> PROVIDED DATA:
--------------------------------------------------
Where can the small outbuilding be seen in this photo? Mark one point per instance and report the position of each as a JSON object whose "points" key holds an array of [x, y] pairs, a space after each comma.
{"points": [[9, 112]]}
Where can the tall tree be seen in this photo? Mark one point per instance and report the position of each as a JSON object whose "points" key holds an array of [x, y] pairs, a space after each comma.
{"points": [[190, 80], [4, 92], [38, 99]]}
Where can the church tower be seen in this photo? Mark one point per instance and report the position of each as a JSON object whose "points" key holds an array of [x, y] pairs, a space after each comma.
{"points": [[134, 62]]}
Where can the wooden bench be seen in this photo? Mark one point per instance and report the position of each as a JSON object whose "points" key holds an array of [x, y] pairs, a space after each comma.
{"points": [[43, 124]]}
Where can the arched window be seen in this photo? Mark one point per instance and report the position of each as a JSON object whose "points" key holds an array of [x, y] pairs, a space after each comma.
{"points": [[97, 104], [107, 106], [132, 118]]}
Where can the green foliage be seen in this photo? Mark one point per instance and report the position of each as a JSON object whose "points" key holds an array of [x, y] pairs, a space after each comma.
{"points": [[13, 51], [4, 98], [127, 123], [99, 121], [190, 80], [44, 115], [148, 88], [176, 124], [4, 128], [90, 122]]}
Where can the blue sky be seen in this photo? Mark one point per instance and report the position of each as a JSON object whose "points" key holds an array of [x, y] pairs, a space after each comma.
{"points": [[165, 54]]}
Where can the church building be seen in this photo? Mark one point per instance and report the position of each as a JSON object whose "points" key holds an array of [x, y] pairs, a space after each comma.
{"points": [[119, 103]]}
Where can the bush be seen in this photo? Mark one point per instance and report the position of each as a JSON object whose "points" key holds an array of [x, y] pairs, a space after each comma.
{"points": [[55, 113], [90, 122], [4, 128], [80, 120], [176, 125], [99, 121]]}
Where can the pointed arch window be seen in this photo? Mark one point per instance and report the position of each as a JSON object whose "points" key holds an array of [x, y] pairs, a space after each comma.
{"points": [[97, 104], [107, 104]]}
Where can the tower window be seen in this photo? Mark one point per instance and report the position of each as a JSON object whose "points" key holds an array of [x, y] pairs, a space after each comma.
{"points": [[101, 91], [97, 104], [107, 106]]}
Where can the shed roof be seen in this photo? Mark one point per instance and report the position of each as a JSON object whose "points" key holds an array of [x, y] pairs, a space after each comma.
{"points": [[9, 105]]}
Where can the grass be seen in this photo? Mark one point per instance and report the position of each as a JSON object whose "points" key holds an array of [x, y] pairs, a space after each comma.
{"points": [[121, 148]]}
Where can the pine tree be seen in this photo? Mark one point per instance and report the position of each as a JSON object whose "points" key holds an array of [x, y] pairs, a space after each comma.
--------------------------------------------------
> EXERCISE AIM: Replace "Mark one point per instance" with "Place a single point on each instance" everywhere in the data above, and write out all of the lines again with nothing else altered.

> RESULT OF THE EXERCISE:
Where can the small outbuilding be seen in this photo? Place a single point on each instance and report the position of each as a JSON object whose "points" key holds an array of [x, y] pairs, a space after each comma.
{"points": [[9, 112]]}
Where can the tall tree be seen in this photo? Place a single point on each instance and report the position of each as a JSON object whose "points" key holds an array of [x, y] pairs, a space after each comma.
{"points": [[190, 80], [4, 92], [38, 99]]}
Where can the church tower be seen in this photo? Place a single point on each instance and report the position of each as a JSON object whose "points" key holds an array of [x, y] pairs, a space after each comma.
{"points": [[134, 62]]}
Where can the wooden bench be seen in this photo? Place a single point on each instance and report the position of each as a JSON object whose "points" key holds an array of [x, y] pairs, a space after each comma.
{"points": [[43, 124]]}
Where can the arched window be seen in this photo? Place a single point on each instance and report the position of each as a JSON object whose "points" key holds an array of [x, y] pairs, a space after each comma.
{"points": [[97, 104], [107, 106], [132, 118]]}
Where can the green foliage be seen in this photo? Place a single point on each instance and report the position of each as a JSON object whose "points" key holds an array of [x, y] pairs, a space after each comma.
{"points": [[13, 51], [4, 98], [127, 123], [99, 121], [190, 80], [44, 115], [148, 88], [176, 124], [4, 128], [90, 122]]}
Where can the blue sky be seen in this photo? Place a single point on each instance and report the position of each as a JSON object whose "points" key holds an array of [x, y] pairs, a space after each comma.
{"points": [[165, 54]]}
Where can the church building be seen in this photo? Place a single point on each instance and report the position of each as a JSON object whose "points" key holds an array of [x, y] pairs, a space after each comma.
{"points": [[119, 103]]}
Where can the bush be seen in this photo? Place a single point on each instance and report the position of each as a JSON object whose "points" key holds an array of [x, y] pairs, a space after each comma.
{"points": [[55, 113], [90, 122], [4, 128], [80, 120], [176, 125], [99, 121]]}
Where can the pointed arch window be seen in this photo? Place a single point on each instance and report the position of each as a JSON object whose "points" key holds an array of [x, y] pairs, a space after each comma.
{"points": [[97, 104], [107, 104]]}
Where can the tower window be seen in this photo? Place a single point on each instance and report the position of each as a JSON object whose "points" key holds an array of [x, y] pairs, a space after each comma.
{"points": [[101, 91], [97, 104], [107, 106]]}
Where can the shed roof be seen in this photo? Place a single point on each instance and report the position of each as a JSON object whose "points" key holds an array of [x, y] pairs, a space after each comma.
{"points": [[9, 105]]}
Where can the grass be seen in this photo? Place a single point on each instance and report the position of each as a JSON object whose "points" key holds an array of [x, y] pairs, a space after each comma.
{"points": [[121, 148]]}
Where can the pine tree be seen in this photo? Place a single point on each instance and report the position of each as a JSON object whose "points" key holds an array of [x, y] pairs, a space after each comma.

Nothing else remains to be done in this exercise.